╭─ Material for the task
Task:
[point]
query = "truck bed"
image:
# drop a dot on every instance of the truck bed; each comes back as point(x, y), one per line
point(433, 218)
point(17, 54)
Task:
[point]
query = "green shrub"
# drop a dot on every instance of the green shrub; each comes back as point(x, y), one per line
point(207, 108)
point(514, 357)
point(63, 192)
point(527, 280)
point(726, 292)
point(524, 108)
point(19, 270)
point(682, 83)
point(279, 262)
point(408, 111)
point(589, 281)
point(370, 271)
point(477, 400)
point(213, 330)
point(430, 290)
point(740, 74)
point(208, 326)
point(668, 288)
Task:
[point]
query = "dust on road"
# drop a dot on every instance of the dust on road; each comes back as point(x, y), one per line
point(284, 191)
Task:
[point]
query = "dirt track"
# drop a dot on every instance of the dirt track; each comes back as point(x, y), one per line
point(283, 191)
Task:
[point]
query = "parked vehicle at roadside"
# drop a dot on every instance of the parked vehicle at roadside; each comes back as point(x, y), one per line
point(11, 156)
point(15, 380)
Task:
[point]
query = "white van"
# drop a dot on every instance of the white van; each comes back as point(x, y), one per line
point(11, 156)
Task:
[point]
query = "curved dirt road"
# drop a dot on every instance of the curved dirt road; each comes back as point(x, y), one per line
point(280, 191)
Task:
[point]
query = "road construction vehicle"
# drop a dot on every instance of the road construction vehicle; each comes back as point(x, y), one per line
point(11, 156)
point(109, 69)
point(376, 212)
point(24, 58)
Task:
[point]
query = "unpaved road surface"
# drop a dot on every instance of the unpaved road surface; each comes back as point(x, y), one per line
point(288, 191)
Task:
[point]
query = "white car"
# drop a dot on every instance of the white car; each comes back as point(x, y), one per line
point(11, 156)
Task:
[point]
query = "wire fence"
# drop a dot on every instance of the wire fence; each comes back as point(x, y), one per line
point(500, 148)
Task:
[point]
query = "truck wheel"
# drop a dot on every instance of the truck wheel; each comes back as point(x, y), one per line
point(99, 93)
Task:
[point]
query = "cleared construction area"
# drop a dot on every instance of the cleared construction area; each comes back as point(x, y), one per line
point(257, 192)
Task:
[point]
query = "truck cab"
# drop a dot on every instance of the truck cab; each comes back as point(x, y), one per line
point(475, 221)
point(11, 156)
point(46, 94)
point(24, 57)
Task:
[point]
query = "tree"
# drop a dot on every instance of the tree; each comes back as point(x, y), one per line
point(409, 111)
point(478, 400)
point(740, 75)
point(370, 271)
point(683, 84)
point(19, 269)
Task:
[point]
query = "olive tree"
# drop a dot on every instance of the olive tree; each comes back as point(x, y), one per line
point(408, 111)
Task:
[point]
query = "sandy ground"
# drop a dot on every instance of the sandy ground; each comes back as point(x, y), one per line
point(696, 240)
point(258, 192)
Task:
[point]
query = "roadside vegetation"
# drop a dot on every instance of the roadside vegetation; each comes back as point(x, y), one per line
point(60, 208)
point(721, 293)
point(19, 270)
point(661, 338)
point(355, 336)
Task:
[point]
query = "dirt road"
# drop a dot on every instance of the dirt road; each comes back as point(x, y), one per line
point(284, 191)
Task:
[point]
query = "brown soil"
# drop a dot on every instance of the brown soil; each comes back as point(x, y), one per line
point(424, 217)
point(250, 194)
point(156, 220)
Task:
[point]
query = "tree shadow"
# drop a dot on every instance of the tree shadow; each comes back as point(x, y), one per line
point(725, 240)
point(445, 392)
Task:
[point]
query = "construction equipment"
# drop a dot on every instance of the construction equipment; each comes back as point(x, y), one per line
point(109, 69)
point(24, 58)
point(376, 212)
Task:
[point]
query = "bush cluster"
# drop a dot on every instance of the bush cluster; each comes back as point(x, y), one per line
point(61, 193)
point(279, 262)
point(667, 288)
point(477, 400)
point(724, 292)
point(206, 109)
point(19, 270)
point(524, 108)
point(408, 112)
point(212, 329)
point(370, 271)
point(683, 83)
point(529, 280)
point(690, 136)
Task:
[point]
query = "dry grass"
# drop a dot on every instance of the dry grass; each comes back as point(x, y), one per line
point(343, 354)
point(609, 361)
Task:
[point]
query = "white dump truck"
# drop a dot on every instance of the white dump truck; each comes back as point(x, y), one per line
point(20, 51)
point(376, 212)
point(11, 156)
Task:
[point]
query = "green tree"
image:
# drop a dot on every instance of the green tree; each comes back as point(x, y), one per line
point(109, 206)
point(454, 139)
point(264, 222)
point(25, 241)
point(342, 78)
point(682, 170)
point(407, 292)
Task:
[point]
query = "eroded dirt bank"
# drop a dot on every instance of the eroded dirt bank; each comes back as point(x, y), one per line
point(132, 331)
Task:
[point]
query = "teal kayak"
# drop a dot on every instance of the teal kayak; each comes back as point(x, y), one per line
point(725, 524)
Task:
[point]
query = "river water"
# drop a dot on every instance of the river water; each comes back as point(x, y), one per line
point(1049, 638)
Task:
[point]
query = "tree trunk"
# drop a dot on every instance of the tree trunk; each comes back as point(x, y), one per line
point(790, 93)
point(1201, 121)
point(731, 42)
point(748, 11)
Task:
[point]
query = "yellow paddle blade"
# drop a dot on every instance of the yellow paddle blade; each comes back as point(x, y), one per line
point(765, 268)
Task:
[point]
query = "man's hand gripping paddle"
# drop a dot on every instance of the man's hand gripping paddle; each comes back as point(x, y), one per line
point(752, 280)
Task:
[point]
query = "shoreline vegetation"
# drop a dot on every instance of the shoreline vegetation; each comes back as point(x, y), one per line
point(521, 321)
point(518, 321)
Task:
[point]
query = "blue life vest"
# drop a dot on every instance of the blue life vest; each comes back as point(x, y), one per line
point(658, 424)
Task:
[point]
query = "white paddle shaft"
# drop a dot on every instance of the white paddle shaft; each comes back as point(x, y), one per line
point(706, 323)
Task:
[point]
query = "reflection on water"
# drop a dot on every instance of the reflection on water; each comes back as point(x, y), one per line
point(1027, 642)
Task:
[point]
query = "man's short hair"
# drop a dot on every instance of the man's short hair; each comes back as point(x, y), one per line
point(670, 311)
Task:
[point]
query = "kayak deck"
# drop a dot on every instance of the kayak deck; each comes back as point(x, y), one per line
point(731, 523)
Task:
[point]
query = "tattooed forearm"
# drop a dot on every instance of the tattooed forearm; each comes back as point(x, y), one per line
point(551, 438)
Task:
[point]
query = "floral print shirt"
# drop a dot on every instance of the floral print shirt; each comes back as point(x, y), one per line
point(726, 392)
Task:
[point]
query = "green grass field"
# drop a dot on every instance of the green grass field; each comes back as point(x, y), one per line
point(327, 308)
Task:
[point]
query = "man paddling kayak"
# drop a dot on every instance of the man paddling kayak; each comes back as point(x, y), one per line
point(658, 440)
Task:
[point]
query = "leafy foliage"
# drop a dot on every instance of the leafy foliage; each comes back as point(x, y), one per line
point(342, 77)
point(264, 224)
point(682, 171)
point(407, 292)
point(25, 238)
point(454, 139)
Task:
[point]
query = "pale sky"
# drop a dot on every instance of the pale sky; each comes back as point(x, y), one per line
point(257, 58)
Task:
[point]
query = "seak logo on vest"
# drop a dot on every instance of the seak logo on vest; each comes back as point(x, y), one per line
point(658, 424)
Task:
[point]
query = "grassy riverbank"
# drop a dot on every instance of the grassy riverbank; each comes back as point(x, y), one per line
╰─
**Task objective**
Among the lines of the material, find those that hold the word "riverbank" and copy them.

**Result of the task**
query = "grassy riverbank"
# drop a dot on every instance of the grassy riverbank; each comes back as point(x, y), one per line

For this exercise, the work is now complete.